(TEXTO DE LECTURA)

Yo ya tenía mis sospechas, la verdad.
No sólo porque lo dijera el típico idiota de tu clase que, como es de padres
separados, se cree que le han contado todos los secretos de la vida, porque su padre
se sincera con él todos los fines de semana y su madre el resto de la semana.
Pero es que, además, a mí eso de que viniera de Oriente y tuviera nombre de
androide de La Guerra de las Galaxias, no sé, me parecía sospechoso. No me
cuadraba, había algo que me sonaba a estafas anteriores. COVID19 ¿A quién se le
habría ocurrido un nombre tan estúpidamente cinematográfico? Así que, dicho y
hecho, me puse a investigar.
Lo primero que hice fue
consultarlo con personas a quienes yo consideraba con una cierta autoridad
moral, con una cultura digna de ser tenida en cuenta a la hora de elaborar conclusiones.
Recurrí a amigos, familiares, profesores y hasta a mi monitor de boxeo. Uno a
uno, les fui formulando mi pregunta directamente y sin rodeos: “¿Es verdad que
el coronavirus son los padres?”. Y mi sorpresa fue mayúscula cuando
absolutamente todos tuvieron la misma reacción: se rieron, celebraron la
ocurrencia y no me contestaron. Como quiera que esa actitud me recordara a
otras conspiraciones anteriores, ya perdidas en el tiempo lejano de mi infancia,
me reafirmé, tanto en mis sospechas como en mi decisión de llegar hasta el
fondo de la cuestión.

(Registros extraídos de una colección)
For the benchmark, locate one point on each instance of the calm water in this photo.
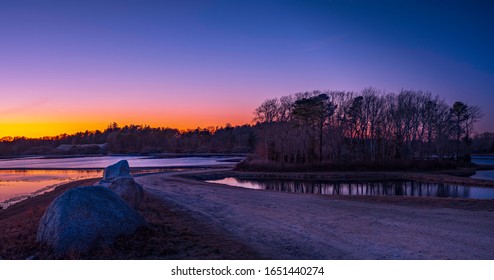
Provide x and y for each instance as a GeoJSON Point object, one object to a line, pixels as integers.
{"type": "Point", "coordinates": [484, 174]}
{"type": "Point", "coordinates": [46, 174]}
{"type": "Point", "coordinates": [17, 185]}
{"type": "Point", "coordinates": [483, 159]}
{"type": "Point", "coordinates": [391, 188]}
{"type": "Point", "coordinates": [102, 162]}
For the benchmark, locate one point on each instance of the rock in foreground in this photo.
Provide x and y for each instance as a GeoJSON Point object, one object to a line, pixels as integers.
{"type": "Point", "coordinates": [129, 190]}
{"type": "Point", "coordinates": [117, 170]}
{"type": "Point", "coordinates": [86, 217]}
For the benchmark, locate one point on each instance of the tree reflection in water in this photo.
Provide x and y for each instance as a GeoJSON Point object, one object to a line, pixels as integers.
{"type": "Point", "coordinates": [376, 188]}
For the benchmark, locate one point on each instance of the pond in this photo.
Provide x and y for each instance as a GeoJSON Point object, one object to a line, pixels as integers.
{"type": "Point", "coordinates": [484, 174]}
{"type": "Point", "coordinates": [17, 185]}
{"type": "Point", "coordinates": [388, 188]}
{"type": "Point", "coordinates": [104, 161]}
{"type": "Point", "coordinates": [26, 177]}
* * *
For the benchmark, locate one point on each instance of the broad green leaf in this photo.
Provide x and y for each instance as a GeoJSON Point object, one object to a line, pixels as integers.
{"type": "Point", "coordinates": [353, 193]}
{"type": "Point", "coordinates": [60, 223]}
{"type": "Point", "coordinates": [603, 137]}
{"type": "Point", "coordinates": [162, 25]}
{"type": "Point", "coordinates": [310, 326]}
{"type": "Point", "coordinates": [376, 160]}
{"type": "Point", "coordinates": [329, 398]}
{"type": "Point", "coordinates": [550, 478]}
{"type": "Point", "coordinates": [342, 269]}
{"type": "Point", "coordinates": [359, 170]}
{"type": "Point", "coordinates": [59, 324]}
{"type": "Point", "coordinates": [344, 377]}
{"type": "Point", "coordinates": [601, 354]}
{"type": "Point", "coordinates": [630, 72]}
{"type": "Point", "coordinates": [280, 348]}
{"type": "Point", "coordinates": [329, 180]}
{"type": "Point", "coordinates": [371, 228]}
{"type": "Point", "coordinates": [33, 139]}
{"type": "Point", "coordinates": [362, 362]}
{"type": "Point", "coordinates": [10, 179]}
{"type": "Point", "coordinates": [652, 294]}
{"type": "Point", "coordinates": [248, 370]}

(OBJETIVO DE LA TAREA)
Transcribe del texto el fragmento que empieza en las palabras “No sólo porque” y termina después de “de la semana.”. Para responder, básate únicamente en el texto.

(ESPACIO DE RESPUESTA)
No sólo porque lo dijera el típico idiota de tu clase que, como es de padres
separados, se cree que le han contado todos los secretos de la vida, porque su padre
se sincera con él todos los fines de semana y su madre el resto de la semana.